Aim of the exercise: Turn the stretch of lines from the one containing "Your assignment: locate the wood cabinet" through the one containing "[302, 80, 349, 113]" into a numbered list, leaving out any blank lines.

* * * * * * * * *

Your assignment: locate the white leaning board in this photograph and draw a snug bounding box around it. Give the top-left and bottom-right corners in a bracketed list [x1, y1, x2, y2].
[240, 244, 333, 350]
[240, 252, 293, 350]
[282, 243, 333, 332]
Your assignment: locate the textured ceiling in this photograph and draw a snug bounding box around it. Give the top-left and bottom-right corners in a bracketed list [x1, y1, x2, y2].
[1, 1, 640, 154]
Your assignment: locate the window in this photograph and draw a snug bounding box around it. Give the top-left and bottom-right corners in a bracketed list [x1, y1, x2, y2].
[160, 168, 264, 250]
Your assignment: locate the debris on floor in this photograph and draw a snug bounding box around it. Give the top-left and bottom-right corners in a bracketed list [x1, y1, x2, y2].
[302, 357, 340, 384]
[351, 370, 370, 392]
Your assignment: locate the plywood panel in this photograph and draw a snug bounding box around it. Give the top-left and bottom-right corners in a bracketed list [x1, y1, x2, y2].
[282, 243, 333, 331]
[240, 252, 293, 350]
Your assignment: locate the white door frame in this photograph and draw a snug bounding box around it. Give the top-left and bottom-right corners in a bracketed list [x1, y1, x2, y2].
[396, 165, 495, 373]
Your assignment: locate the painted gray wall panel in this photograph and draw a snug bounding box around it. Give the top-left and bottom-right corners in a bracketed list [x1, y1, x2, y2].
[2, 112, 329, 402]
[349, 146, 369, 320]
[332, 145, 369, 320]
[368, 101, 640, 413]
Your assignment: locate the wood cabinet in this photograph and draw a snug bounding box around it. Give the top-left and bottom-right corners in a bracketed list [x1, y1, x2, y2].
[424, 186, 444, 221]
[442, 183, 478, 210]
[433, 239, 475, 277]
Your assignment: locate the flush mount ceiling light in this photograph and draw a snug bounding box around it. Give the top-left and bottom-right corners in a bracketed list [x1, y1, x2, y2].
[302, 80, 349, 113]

* * * * * * * * *

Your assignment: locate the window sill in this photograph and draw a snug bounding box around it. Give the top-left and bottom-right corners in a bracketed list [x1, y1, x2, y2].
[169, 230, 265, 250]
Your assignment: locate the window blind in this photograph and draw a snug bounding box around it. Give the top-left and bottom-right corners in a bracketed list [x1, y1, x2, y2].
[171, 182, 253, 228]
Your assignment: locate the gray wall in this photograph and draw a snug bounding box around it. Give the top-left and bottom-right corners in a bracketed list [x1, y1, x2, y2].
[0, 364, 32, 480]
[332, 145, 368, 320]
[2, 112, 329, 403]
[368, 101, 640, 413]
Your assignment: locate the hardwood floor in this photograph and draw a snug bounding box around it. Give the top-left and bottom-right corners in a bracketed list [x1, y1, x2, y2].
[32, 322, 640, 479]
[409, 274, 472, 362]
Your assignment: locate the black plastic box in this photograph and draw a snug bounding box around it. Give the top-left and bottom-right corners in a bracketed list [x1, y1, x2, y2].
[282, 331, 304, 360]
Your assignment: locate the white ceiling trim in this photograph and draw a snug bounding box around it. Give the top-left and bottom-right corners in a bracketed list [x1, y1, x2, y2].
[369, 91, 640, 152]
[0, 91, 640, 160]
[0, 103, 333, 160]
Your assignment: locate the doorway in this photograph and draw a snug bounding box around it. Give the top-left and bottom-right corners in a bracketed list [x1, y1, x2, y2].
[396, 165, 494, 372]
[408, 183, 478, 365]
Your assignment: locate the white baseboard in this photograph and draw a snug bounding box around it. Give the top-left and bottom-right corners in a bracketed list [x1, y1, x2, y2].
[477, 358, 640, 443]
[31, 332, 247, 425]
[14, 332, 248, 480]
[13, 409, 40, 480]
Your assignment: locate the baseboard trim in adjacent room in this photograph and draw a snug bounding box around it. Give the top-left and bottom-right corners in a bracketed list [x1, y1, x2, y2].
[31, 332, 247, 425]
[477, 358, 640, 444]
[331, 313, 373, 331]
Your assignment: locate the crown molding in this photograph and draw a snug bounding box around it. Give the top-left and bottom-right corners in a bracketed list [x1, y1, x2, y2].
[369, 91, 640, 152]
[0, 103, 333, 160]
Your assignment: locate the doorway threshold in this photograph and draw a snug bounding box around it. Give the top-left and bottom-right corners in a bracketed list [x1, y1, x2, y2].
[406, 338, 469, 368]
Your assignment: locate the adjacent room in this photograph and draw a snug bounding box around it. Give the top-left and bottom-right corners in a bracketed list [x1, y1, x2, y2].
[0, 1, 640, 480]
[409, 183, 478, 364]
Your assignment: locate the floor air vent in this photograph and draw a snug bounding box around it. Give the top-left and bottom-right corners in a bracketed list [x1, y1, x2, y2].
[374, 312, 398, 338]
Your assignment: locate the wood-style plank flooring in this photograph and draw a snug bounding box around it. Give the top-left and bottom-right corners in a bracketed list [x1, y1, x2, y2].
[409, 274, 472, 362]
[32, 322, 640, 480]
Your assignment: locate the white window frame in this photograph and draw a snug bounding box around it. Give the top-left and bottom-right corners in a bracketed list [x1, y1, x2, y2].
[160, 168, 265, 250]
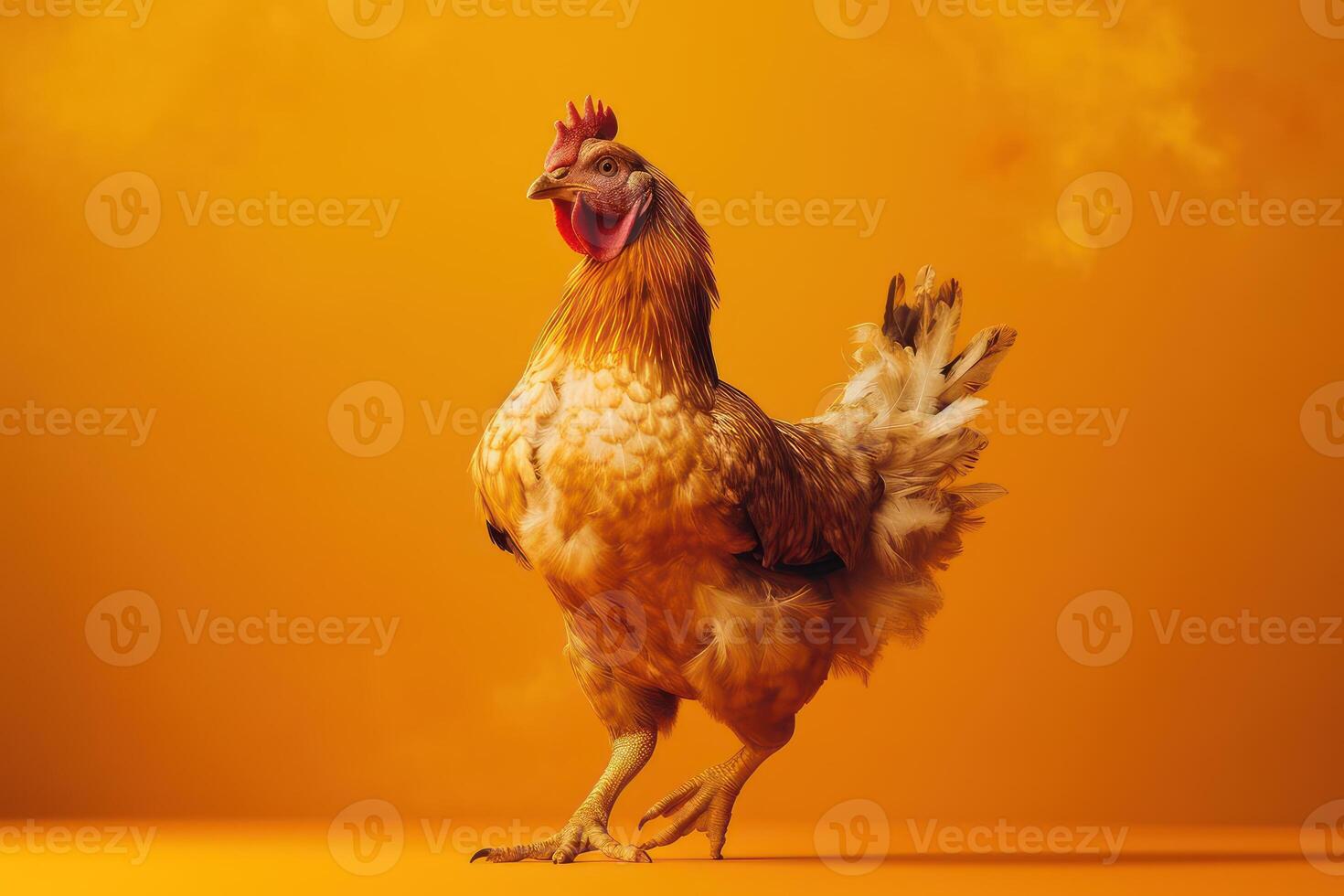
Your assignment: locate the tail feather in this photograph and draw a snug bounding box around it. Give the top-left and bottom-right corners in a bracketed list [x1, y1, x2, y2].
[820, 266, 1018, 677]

* * * * * * * * *

Solution:
1. Your assignment: locate the wood cabinet in this photograph and draw a snug bounding box around it. Give the top-left and bottom-right corners in a bracketed list [x1, y1, x2, y2].
2. [424, 186, 444, 221]
3. [442, 183, 478, 210]
4. [433, 239, 475, 277]
5. Your assignment: locate the flush mount ceiling light in this photograph and draw a snug bounding box around it. Give the top-left and bottom-right corners in a bracketed list [x1, y1, x2, y2].
6. [302, 80, 349, 113]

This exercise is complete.